- **TASK OBJECTIVE**:
Give the listing again in full, exactly as written.

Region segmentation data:
--------
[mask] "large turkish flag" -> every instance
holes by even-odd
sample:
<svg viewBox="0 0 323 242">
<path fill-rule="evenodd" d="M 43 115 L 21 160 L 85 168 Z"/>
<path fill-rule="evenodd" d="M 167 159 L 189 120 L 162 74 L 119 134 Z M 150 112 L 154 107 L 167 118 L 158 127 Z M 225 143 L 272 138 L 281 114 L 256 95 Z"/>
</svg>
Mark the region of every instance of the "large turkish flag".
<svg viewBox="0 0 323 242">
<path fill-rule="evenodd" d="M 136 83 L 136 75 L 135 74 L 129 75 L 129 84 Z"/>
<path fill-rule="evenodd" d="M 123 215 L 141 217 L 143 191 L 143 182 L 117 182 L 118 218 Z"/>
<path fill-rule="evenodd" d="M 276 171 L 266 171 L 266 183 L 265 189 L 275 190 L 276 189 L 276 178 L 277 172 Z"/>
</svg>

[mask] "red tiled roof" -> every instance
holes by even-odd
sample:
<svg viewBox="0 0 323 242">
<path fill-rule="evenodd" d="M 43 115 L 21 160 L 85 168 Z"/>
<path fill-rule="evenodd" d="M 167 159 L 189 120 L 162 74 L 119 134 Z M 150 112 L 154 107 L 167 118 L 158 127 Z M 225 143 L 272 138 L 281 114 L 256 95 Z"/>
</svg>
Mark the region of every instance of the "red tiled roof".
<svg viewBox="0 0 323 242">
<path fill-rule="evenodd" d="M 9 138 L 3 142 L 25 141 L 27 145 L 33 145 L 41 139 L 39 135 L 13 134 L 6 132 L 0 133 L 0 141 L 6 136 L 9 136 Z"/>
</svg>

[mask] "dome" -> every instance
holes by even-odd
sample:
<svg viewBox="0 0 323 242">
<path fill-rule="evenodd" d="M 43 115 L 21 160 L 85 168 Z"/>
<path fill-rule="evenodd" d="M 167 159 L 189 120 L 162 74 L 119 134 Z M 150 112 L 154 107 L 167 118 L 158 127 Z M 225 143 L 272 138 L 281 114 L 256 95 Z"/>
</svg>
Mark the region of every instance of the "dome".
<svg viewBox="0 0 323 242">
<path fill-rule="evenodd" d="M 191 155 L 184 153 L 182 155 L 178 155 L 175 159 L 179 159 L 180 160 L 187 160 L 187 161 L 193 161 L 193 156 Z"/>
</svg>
--------
- **THE OUTPUT**:
[mask] "large turkish flag" -> every instance
holes by even-odd
sample:
<svg viewBox="0 0 323 242">
<path fill-rule="evenodd" d="M 43 115 L 21 160 L 85 168 Z"/>
<path fill-rule="evenodd" d="M 167 159 L 189 120 L 162 74 L 119 134 Z M 150 112 L 154 107 L 167 118 L 158 127 Z M 225 143 L 272 138 L 281 114 L 256 95 Z"/>
</svg>
Mark the region of every instance of the "large turkish flag".
<svg viewBox="0 0 323 242">
<path fill-rule="evenodd" d="M 136 83 L 136 75 L 135 74 L 129 75 L 129 84 Z"/>
<path fill-rule="evenodd" d="M 123 215 L 141 217 L 143 191 L 143 182 L 117 182 L 118 218 Z"/>
<path fill-rule="evenodd" d="M 276 171 L 266 171 L 266 183 L 265 189 L 275 190 L 276 189 L 276 178 L 277 172 Z"/>
</svg>

[mask] "red tiled roof" -> every instance
holes by even-odd
sample:
<svg viewBox="0 0 323 242">
<path fill-rule="evenodd" d="M 43 115 L 21 160 L 85 168 Z"/>
<path fill-rule="evenodd" d="M 167 159 L 189 120 L 162 74 L 119 134 Z M 150 112 L 154 107 L 167 118 L 158 127 Z M 225 143 L 272 138 L 281 114 L 256 95 Z"/>
</svg>
Mark the region of every instance of the "red tiled roof".
<svg viewBox="0 0 323 242">
<path fill-rule="evenodd" d="M 9 138 L 3 142 L 25 141 L 27 145 L 33 145 L 41 139 L 39 135 L 13 134 L 6 132 L 0 133 L 0 141 L 6 136 L 9 136 Z"/>
</svg>

[mask] "dome" -> every instance
holes by even-odd
sample:
<svg viewBox="0 0 323 242">
<path fill-rule="evenodd" d="M 43 115 L 21 160 L 85 168 Z"/>
<path fill-rule="evenodd" d="M 167 159 L 189 120 L 162 74 L 119 134 Z M 150 112 L 154 107 L 167 118 L 158 127 Z M 225 143 L 272 138 L 281 114 L 256 95 Z"/>
</svg>
Mark the region of every instance of the "dome".
<svg viewBox="0 0 323 242">
<path fill-rule="evenodd" d="M 191 155 L 184 153 L 182 155 L 178 155 L 175 159 L 179 159 L 180 160 L 187 160 L 187 161 L 193 161 L 193 156 Z"/>
</svg>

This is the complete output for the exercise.